What to produce: Pull out every line below that contains the word "boundary", copying each one in full.

Raw data:
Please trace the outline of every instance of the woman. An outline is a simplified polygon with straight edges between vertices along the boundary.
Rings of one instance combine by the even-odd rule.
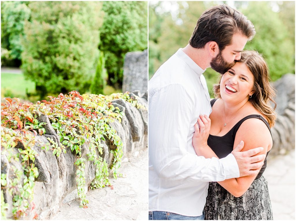
[[[274,103],[275,93],[268,72],[258,52],[241,52],[240,60],[214,86],[218,99],[211,101],[210,118],[201,116],[199,128],[195,125],[192,143],[198,155],[222,158],[242,140],[242,151],[261,146],[264,150],[258,154],[267,156],[272,146],[270,128],[276,119],[275,107],[270,104]],[[210,182],[205,219],[272,220],[267,182],[262,176],[266,165],[266,158],[257,176]]]

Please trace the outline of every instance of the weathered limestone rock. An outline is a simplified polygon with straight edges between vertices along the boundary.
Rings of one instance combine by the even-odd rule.
[[[145,99],[139,98],[139,101],[143,105],[147,104]],[[130,104],[123,100],[113,101],[115,107],[118,107],[121,111],[125,113],[121,123],[116,120],[110,124],[111,127],[116,131],[121,138],[123,145],[123,151],[124,157],[129,157],[135,151],[138,151],[140,149],[147,146],[147,135],[144,131],[147,130],[147,110],[140,112],[139,109],[132,107]],[[146,102],[146,103],[145,103]],[[146,106],[147,106],[147,104]],[[47,152],[41,149],[41,147],[49,141],[47,137],[50,137],[59,145],[59,136],[52,126],[47,116],[42,114],[38,120],[40,122],[46,123],[44,125],[46,133],[42,135],[37,135],[36,137],[36,142],[32,148],[38,153],[34,162],[38,169],[39,176],[35,182],[34,188],[34,198],[33,202],[35,208],[30,209],[28,215],[23,218],[33,219],[35,213],[38,214],[38,219],[44,219],[49,216],[52,216],[58,212],[62,204],[68,203],[78,197],[76,183],[76,168],[74,162],[76,159],[76,155],[72,153],[69,147],[66,148],[67,152],[61,153],[60,156],[57,157],[53,155],[52,151]],[[144,122],[145,121],[145,123]],[[79,132],[79,131],[78,131]],[[101,141],[103,147],[103,154],[96,152],[97,155],[100,155],[106,160],[109,167],[112,163],[112,154],[110,151],[115,148],[112,141],[105,138],[106,141]],[[145,143],[146,142],[146,143]],[[18,144],[18,147],[23,148],[21,143]],[[87,142],[81,147],[81,157],[87,160],[86,155],[89,152],[89,147]],[[14,150],[17,152],[16,148]],[[85,191],[95,178],[96,167],[93,161],[86,160],[85,163]],[[11,170],[11,166],[13,165],[20,170],[22,170],[19,162],[11,159],[9,162],[5,155],[1,155],[1,172],[7,173],[9,179],[13,179],[13,171]],[[7,179],[9,180],[9,179]],[[7,218],[12,218],[12,199],[7,191],[4,191],[4,198],[9,205],[7,213]]]
[[[126,55],[123,66],[122,91],[147,90],[148,56],[147,50],[130,52]]]
[[[268,156],[284,154],[295,148],[295,76],[287,74],[275,82],[277,118],[271,128],[274,141]]]

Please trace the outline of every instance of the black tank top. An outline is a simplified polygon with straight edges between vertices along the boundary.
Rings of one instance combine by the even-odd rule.
[[[217,99],[213,99],[211,101],[211,105],[212,107],[213,107],[214,103],[216,100]],[[263,121],[268,128],[271,134],[271,131],[268,123],[262,116],[258,114],[252,114],[247,116],[237,122],[237,124],[224,136],[220,137],[210,134],[209,136],[209,138],[207,139],[207,144],[218,157],[219,158],[225,157],[233,150],[233,145],[234,143],[234,139],[235,138],[237,132],[242,122],[247,119],[250,118],[257,118]],[[221,145],[223,145],[222,147],[221,146]],[[264,171],[265,170],[267,164],[266,159],[269,152],[268,151],[266,153],[266,157],[264,161],[264,164],[262,166],[261,170],[259,172],[259,173],[256,177],[255,179],[261,177]]]

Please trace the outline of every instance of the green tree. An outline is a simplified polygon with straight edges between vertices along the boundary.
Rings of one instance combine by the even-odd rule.
[[[105,16],[99,49],[105,54],[108,83],[117,87],[122,84],[125,54],[147,48],[147,4],[136,1],[103,3]]]
[[[25,2],[3,1],[1,12],[1,51],[8,51],[1,59],[14,60],[7,61],[6,64],[19,66],[23,50],[20,38],[24,36],[25,21],[29,19],[31,10]]]
[[[100,51],[96,75],[91,87],[92,93],[103,94],[104,88],[106,84],[105,78],[106,75],[105,72],[104,54],[102,51]]]
[[[245,49],[263,54],[268,64],[272,80],[288,73],[295,73],[295,39],[289,37],[288,27],[279,13],[272,11],[270,2],[250,1],[247,8],[239,10],[252,22],[256,30],[254,39]],[[291,32],[295,33],[295,21],[292,27],[294,28],[291,28]]]
[[[31,21],[25,24],[22,68],[41,96],[89,88],[98,59],[101,4],[30,2]]]
[[[154,11],[149,13],[151,22],[149,23],[149,49],[152,48],[153,52],[150,54],[149,51],[149,77],[178,48],[188,43],[201,14],[217,4],[200,1],[177,3],[178,8],[174,13],[163,13],[165,9],[161,8],[161,2],[156,6],[149,6],[150,10]],[[278,5],[278,12],[273,11],[274,4]],[[275,80],[287,73],[295,73],[295,2],[235,1],[235,5],[252,22],[257,32],[245,49],[255,50],[263,54],[272,80]],[[159,18],[156,19],[155,14]],[[157,22],[161,24],[160,35],[155,33],[155,28],[150,31],[150,27],[155,27],[157,25],[154,23]],[[153,43],[150,44],[152,41]],[[207,69],[204,75],[213,96],[213,85],[217,83],[220,75],[211,68]]]

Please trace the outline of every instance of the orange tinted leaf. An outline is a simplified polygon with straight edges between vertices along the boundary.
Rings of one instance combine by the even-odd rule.
[[[26,118],[26,119],[28,119],[28,120],[29,120],[29,121],[30,121],[30,122],[31,123],[33,123],[33,119],[31,119],[30,118],[30,117],[27,117]]]
[[[19,116],[15,115],[12,118],[17,122],[17,127],[19,129],[21,129],[22,127],[22,122],[21,121]]]
[[[81,96],[80,95],[77,95],[77,96],[79,98],[79,99],[81,100],[81,101],[82,101],[83,100],[83,98],[82,97],[82,96]]]
[[[34,130],[34,131],[35,131],[35,132],[36,132],[36,131],[35,131],[35,130]],[[38,132],[39,132],[39,134],[40,134],[40,135],[41,136],[41,135],[42,135],[43,134],[43,131],[41,129],[38,129]]]
[[[12,99],[11,99],[11,98],[6,98],[4,97],[4,98],[3,98],[3,99],[6,100],[8,101],[9,102],[9,103],[10,103],[10,104],[11,104],[11,103],[12,102]]]

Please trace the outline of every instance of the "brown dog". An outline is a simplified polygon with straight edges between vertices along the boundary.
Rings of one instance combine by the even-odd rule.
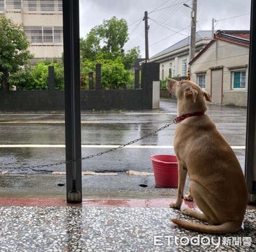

Written answer:
Please trace the outline of every instance of the woman. An outline is a simplified polygon with straight edges between vertices along the boundary.
Please trace the outline of every instance of the weathered limestone rock. An outline is a simplified polygon with straight edges between vertices along the boundary.
Please trace the outline of every instance of the black tank top. An outline is a simplified polygon with straight edges between vertices along the boundary.
Please trace the outline of every instance of the green tree. An outline is a simplified polygon with straight edges between vertices along the boundary.
Please trace the outline of every instance of the orange tinted leaf. An outline is a simplified polygon with straight edges between vertices along the boundary.
Please trace the outline of every instance of the "brown dog". An outline is a simplified polygon with straight edges between vertices along the boundary.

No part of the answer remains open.